:: Task statement ::
Below are entries. Copy exactly the lines running from the line that holds "Target: the woman's left hand" to the line that holds "eye in the photo below.", with both ends included.
---------- Dataset
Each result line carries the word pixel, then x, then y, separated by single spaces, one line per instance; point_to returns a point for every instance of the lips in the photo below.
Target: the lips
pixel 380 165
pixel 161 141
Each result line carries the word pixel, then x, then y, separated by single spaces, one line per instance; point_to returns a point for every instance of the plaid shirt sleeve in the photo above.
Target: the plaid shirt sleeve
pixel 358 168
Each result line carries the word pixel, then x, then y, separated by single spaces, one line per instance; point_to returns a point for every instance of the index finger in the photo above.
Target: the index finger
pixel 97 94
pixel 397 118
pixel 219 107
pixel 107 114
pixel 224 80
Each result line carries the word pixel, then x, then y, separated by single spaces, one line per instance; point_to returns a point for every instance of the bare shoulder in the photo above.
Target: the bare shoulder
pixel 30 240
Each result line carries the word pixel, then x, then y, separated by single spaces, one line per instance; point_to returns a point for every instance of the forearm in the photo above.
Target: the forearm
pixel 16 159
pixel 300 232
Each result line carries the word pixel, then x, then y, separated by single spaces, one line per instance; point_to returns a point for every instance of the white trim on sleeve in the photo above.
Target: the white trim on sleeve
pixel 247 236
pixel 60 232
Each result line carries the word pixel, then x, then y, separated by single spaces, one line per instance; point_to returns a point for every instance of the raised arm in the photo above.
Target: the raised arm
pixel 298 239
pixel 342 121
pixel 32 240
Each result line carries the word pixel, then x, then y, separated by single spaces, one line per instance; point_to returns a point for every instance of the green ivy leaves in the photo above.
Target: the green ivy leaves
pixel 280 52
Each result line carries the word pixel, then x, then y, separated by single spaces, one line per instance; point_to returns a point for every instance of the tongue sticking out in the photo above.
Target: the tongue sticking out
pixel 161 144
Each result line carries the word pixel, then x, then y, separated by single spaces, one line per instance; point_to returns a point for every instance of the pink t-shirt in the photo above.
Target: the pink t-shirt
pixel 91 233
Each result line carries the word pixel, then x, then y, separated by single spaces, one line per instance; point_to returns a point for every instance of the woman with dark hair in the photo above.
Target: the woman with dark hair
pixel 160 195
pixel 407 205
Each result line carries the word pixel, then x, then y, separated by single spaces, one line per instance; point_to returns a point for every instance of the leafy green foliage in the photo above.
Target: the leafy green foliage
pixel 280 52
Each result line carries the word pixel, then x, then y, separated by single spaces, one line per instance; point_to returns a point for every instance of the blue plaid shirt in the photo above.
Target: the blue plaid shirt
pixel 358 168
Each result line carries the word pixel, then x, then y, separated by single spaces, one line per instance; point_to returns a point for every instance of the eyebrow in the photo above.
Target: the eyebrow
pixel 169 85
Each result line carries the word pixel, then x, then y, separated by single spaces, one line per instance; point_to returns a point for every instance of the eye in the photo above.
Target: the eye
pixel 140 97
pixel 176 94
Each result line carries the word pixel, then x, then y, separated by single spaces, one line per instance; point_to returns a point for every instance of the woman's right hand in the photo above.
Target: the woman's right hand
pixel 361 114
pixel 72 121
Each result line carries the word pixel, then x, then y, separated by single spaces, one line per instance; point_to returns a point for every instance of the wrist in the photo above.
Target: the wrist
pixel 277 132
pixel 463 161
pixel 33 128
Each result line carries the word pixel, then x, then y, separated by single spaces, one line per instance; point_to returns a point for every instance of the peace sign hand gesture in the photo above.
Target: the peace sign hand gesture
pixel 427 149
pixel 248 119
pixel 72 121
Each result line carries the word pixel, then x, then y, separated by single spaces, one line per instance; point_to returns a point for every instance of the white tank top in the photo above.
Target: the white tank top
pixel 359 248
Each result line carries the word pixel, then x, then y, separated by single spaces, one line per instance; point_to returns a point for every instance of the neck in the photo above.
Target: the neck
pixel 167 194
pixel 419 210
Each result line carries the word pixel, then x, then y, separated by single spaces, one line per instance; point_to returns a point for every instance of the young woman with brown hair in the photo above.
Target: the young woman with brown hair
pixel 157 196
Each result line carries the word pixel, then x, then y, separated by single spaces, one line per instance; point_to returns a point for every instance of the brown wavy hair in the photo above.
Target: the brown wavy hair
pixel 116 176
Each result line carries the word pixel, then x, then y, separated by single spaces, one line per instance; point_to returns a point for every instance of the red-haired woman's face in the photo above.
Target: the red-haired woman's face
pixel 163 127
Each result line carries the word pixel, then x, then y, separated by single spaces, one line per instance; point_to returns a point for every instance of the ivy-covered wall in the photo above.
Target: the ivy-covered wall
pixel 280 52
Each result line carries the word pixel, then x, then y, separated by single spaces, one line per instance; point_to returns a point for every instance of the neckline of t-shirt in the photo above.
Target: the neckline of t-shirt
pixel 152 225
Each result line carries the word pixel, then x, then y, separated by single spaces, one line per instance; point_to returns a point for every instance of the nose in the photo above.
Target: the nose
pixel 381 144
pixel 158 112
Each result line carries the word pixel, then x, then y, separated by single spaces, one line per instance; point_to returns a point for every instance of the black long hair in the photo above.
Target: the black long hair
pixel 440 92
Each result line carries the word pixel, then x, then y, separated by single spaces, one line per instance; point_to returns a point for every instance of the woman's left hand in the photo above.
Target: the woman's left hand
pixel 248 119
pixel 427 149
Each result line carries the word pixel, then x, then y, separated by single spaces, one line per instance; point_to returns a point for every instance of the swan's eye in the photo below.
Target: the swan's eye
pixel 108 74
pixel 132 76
--------------------
---------- Dataset
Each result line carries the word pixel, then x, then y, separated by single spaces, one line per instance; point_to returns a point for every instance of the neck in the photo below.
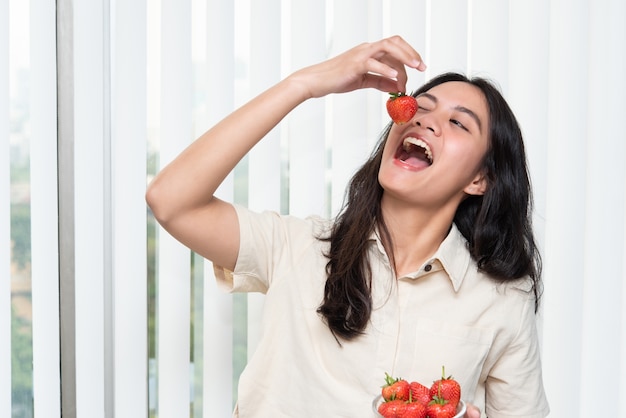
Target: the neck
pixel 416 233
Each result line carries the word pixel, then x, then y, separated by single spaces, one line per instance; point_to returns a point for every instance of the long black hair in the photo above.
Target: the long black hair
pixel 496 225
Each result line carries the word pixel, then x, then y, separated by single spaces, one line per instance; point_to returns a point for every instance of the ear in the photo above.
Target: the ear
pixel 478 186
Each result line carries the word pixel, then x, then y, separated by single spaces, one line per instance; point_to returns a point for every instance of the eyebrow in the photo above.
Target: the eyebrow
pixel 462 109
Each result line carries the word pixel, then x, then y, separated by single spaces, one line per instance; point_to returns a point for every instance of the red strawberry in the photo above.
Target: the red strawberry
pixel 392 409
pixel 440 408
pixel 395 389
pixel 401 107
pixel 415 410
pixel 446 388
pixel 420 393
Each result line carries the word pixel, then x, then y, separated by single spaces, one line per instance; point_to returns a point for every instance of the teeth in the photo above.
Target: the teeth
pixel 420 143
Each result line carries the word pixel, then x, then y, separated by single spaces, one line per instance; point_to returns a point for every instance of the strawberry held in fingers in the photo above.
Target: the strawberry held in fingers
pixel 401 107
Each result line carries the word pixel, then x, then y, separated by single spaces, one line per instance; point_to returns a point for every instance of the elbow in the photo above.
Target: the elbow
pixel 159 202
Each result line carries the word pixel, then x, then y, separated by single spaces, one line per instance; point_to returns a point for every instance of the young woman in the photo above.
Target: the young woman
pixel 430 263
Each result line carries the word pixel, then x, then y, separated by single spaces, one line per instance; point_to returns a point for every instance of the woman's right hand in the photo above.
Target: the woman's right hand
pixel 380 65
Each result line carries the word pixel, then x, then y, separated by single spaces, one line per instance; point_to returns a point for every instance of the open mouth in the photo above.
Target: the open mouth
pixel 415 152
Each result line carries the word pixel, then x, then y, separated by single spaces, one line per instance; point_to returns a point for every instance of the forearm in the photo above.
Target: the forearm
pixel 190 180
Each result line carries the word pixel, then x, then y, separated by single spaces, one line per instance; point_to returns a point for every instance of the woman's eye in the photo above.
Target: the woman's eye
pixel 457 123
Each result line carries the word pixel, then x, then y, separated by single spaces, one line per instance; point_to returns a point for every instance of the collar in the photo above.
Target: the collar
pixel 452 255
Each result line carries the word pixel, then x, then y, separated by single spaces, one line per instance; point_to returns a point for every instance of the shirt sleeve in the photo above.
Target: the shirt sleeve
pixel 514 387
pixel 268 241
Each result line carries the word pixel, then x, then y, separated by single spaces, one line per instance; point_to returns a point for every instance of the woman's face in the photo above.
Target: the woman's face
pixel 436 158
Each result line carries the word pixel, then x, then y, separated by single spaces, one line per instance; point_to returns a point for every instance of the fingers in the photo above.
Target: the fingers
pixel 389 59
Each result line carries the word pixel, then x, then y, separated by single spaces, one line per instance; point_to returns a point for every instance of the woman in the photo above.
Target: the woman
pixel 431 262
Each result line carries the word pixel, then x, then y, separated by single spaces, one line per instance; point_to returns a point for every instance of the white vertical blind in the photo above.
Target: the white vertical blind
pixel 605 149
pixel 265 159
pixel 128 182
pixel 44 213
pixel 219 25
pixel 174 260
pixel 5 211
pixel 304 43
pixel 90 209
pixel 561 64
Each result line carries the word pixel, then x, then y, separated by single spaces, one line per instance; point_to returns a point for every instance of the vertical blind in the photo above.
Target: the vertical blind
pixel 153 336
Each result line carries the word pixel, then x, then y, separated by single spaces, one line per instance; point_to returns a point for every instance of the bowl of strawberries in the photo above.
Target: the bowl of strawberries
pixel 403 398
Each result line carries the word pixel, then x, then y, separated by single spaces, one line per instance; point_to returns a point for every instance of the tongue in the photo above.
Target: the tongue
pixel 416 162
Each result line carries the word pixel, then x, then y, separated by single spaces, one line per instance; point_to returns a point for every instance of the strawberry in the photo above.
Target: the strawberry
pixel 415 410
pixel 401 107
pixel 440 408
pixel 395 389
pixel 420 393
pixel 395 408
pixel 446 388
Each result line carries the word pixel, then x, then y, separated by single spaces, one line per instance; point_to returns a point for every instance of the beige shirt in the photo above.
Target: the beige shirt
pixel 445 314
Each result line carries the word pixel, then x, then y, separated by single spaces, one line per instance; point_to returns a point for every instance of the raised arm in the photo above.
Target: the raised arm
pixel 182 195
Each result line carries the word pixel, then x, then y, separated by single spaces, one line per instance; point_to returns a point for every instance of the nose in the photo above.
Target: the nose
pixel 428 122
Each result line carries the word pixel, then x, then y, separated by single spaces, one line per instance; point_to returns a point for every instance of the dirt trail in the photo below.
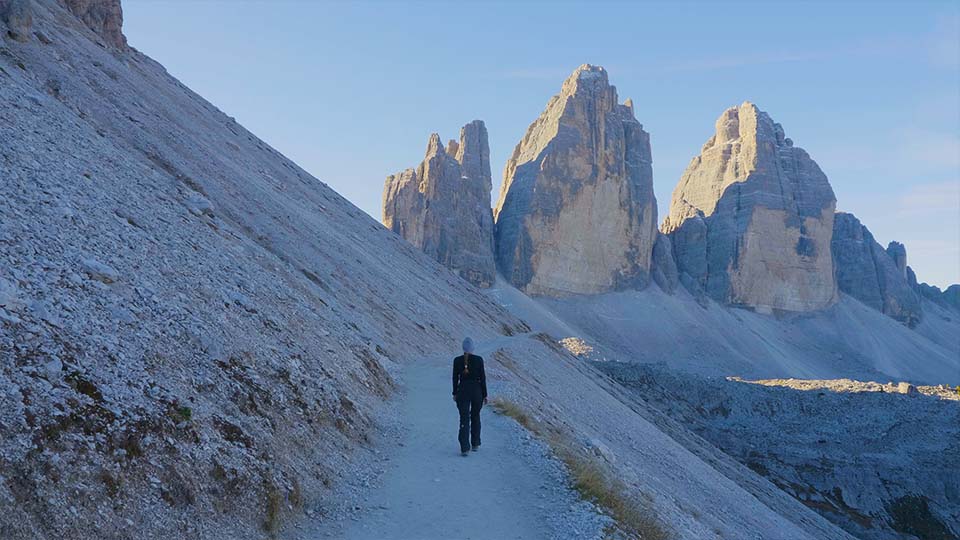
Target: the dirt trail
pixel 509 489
--------------------
:: Expected answer ::
Target: the woman's left hand
pixel 248 119
pixel 427 149
Each result line carries the word pixel, then x, then y, separated by single spaces, one line per instance; point_to returns a point for every instance of the swan's eye in the photo below.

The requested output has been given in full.